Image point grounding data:
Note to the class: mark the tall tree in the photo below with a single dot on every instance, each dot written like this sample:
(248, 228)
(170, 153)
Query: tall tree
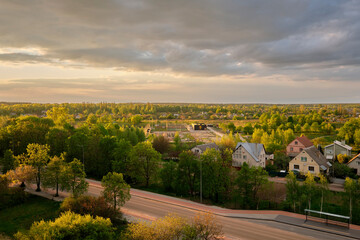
(73, 178)
(310, 187)
(37, 156)
(292, 189)
(8, 162)
(350, 187)
(53, 173)
(144, 161)
(188, 171)
(116, 190)
(324, 188)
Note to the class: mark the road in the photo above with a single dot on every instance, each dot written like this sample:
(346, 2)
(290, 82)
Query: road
(149, 206)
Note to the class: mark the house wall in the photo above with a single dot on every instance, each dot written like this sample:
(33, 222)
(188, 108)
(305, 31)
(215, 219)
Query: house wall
(297, 148)
(196, 150)
(241, 152)
(338, 150)
(355, 164)
(304, 166)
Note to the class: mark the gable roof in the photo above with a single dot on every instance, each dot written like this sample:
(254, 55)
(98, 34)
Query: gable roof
(357, 156)
(254, 149)
(305, 141)
(339, 144)
(203, 147)
(318, 157)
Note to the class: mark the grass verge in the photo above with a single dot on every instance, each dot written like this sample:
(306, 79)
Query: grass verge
(21, 217)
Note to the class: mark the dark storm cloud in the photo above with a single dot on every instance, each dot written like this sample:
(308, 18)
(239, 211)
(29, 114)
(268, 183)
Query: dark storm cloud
(203, 38)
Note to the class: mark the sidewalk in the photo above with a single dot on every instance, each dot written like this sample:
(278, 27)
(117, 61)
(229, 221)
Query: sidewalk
(282, 217)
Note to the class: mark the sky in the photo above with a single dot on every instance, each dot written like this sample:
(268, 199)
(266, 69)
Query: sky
(200, 51)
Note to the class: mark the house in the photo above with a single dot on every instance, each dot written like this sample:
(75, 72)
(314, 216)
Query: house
(198, 126)
(310, 160)
(354, 163)
(251, 153)
(296, 146)
(332, 150)
(199, 149)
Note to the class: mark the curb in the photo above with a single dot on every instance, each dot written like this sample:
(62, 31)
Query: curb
(249, 218)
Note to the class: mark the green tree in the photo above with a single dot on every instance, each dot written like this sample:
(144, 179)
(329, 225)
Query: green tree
(116, 190)
(250, 180)
(73, 178)
(324, 188)
(161, 144)
(60, 116)
(37, 156)
(144, 162)
(293, 190)
(70, 226)
(53, 173)
(8, 162)
(188, 171)
(168, 175)
(350, 187)
(310, 188)
(177, 142)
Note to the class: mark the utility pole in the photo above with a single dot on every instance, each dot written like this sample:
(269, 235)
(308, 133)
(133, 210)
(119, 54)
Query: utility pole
(200, 181)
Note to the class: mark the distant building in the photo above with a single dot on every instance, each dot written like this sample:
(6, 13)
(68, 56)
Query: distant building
(310, 160)
(296, 146)
(332, 150)
(354, 163)
(199, 149)
(251, 153)
(199, 126)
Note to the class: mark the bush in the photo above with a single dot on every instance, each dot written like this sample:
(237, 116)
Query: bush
(70, 226)
(95, 206)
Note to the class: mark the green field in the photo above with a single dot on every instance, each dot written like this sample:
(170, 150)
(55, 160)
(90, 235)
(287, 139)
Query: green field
(21, 217)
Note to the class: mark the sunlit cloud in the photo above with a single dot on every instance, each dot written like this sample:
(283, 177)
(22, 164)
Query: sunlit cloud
(183, 51)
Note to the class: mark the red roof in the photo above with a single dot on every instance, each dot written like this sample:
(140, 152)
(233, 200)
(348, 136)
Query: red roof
(305, 141)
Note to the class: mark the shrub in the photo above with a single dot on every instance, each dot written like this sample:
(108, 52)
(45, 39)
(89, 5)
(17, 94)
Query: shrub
(95, 206)
(70, 226)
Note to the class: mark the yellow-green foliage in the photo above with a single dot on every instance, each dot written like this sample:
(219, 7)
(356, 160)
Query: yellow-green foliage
(202, 226)
(70, 226)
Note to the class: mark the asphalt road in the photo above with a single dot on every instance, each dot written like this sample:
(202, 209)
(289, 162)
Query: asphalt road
(234, 228)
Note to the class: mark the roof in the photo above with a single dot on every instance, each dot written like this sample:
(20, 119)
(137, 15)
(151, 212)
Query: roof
(340, 144)
(318, 157)
(357, 156)
(254, 149)
(203, 147)
(305, 141)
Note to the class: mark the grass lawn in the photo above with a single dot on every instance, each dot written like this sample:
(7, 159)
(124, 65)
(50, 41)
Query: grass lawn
(21, 217)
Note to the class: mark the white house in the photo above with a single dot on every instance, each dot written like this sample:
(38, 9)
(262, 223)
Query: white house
(199, 149)
(332, 150)
(251, 153)
(354, 163)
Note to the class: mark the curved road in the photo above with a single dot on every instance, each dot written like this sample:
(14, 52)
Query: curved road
(149, 206)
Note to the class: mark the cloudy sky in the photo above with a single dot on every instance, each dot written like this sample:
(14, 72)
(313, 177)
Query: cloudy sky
(228, 51)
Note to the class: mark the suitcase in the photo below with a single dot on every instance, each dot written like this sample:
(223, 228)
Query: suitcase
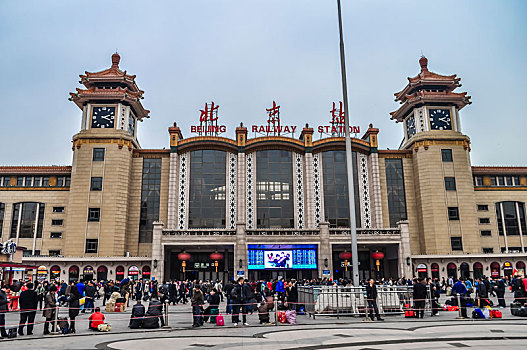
(495, 314)
(12, 332)
(518, 310)
(219, 320)
(290, 316)
(281, 317)
(478, 313)
(410, 314)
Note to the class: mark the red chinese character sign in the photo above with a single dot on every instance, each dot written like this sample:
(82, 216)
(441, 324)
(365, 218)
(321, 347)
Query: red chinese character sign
(273, 123)
(337, 123)
(208, 122)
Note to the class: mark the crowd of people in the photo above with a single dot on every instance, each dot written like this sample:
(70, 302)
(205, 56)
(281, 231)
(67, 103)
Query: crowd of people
(240, 297)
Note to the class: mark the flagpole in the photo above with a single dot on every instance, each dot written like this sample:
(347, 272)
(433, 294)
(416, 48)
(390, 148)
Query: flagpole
(349, 159)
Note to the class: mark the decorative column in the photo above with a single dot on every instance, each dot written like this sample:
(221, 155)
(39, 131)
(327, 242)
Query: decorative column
(374, 176)
(364, 188)
(173, 177)
(240, 250)
(405, 253)
(242, 214)
(318, 202)
(324, 250)
(298, 188)
(158, 252)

**ACTIVITY**: Print every entry exactly as written, without the pictures.

**TASK RESPONSE**:
Note to the class: mark the tall tree in the photo below with a single dot on every instance, each dot written like this sample:
(248, 228)
(170, 153)
Query: tall tree
(73, 178)
(310, 187)
(37, 156)
(292, 189)
(8, 162)
(350, 187)
(53, 173)
(144, 161)
(188, 171)
(116, 190)
(324, 188)
Note to the class: mark the road in the photo above with a single dot on every instance, each dot written like this sample:
(346, 2)
(290, 82)
Query: road
(149, 206)
Note to the class: mark the house wall in the photo above with a single dot on every instance, each dot written like this sample:
(33, 222)
(188, 108)
(305, 31)
(215, 219)
Query: house wall
(297, 148)
(196, 150)
(241, 152)
(338, 150)
(355, 164)
(304, 166)
Note to the class: mark the gable roof in the photo above with a single dot on every instance, each dot written like this sample:
(254, 55)
(98, 34)
Query: gable roof
(357, 156)
(254, 149)
(305, 141)
(339, 144)
(203, 147)
(318, 157)
Note to the class: mark the grass verge in the photo above with a single dot on every instance, each dot written like this sample:
(306, 79)
Query: grass verge
(21, 217)
Note to the class: mark the dark storm cloud in the photo above with a single dot on every instance, each dot written like this sample:
(308, 18)
(239, 211)
(29, 114)
(268, 183)
Query: dark storm cloud
(203, 38)
Note to the class: mark the sidewalk in the photo above with a single dot on every instance, each dot written like this sample:
(278, 27)
(117, 61)
(229, 221)
Query: sidewalk
(282, 217)
Note to the class: mark the sky in the photo above with a single dot on every instance, each dot written like this sample:
(268, 199)
(266, 69)
Query: sky
(200, 51)
Note to the class: mark the house in the photo above with a single dot on every instance, each dot written like this sample:
(75, 72)
(314, 216)
Query: house
(198, 126)
(310, 160)
(354, 163)
(251, 153)
(296, 146)
(332, 150)
(199, 149)
Note to the class: mark the curb in the photo above with a single dot on every instance, each dot written like this sample:
(62, 31)
Query: curb
(249, 218)
Note to the class: mark the green tree in the photo above with a single dot on every instance, each dot written like this sample:
(144, 179)
(329, 225)
Query: green tree
(116, 190)
(250, 180)
(73, 178)
(324, 188)
(161, 144)
(60, 116)
(37, 156)
(144, 162)
(293, 190)
(70, 226)
(53, 173)
(8, 162)
(188, 171)
(168, 175)
(350, 187)
(310, 188)
(177, 142)
Note to the class: mark the utility pole in the photo above with a single dot on every instance, each dot written like this sample:
(269, 235)
(308, 133)
(133, 210)
(119, 54)
Query: utility pole
(200, 181)
Note to the class: mark the distant building in the photo above with a single dot on every instance, each dot written like this sample:
(6, 13)
(68, 56)
Query: distant building
(310, 160)
(296, 146)
(332, 150)
(354, 163)
(199, 149)
(251, 153)
(199, 126)
Note to the class: mark the bush in the photo above with a single dot on every instance, each dot written like this sample:
(237, 116)
Query: bush
(70, 226)
(95, 206)
Note to the class: mark the green field in the photo above with a single dot on every instance, each dot written like this sample:
(170, 150)
(55, 160)
(90, 235)
(287, 139)
Query: green field
(21, 217)
Note to the class: mark the sunlit cloud in the photo above with a single dot on every instance, each dot written like this sample:
(283, 177)
(22, 164)
Query: sunlit cloud
(183, 51)
Note to the class: mark the red roof in the photo above with a single dot on every instance, each dot written like this sample:
(140, 152)
(233, 200)
(348, 136)
Query: red roof
(305, 141)
Note to the class: mark the shrub in the photo above with a single dot on every instance, each dot written like this sample:
(108, 52)
(45, 39)
(89, 5)
(17, 94)
Query: shrub
(95, 206)
(70, 226)
Note to the class: mark the yellow-green foliage in the photo above with a single dot on every instance, each dot written like this sample:
(219, 7)
(356, 160)
Query: yellow-green foliage
(202, 226)
(70, 226)
Note to the class: mark the asphalt road in the photo above with a single dot on every instance, each dot written like this sample:
(202, 209)
(289, 162)
Query: asphalt road
(234, 228)
Note to the class: mark the roof in the photo above with a single dot on every instance, each dot written like this sample:
(20, 119)
(137, 15)
(151, 212)
Query: roof
(340, 144)
(318, 157)
(357, 156)
(254, 149)
(203, 147)
(305, 141)
Note to the class: mark the grass lawn in the photo above with a single dot on every instance, each dot written like this sample:
(7, 159)
(124, 65)
(50, 41)
Query: grass lawn
(21, 217)
Note to the class: mark the white house in the photo above with a single dot on every instance, each dot written like this sample:
(38, 9)
(262, 223)
Query: white house
(199, 149)
(332, 150)
(251, 153)
(354, 163)
Note to the class: mark the curved road in the photo above with a single dot on every instance, each dot written like this sample:
(14, 52)
Query: curved road
(149, 206)
Note to the class: mark the cloudy sky in the photo above with a single dot on every instance, each dot written like this sample:
(14, 72)
(313, 177)
Query: cloudy sky
(228, 51)
Note to the class: mark the suitcase in the photo below with a single dot on every instance, each dot written like this sample:
(223, 228)
Query: suitcase
(495, 314)
(12, 332)
(518, 310)
(219, 320)
(290, 316)
(281, 317)
(478, 313)
(410, 314)
Note to the class: mark the red chinese character sign in the photo above with a single dot on every instance, each dot written like this sample:
(82, 216)
(441, 324)
(365, 218)
(321, 347)
Query: red chinese character sign
(273, 123)
(337, 123)
(208, 122)
Note to the class: mark the crowd of people in the photo above with a single dot on every instance, each dot written like this sample:
(70, 302)
(205, 56)
(281, 231)
(67, 103)
Query: crowd of people
(240, 297)
Note to the class: mark the flagpole in the photo above with a single dot on every instance, each dot written like this sample:
(347, 272)
(433, 294)
(416, 48)
(390, 148)
Query: flagpole
(349, 159)
Note to the class: mark the decorative column in the photo above with a single dot on every instance, each dot written like this sample:
(221, 155)
(39, 131)
(327, 242)
Query: decorative column
(374, 176)
(364, 188)
(173, 177)
(240, 250)
(405, 253)
(242, 214)
(318, 202)
(324, 250)
(298, 188)
(158, 252)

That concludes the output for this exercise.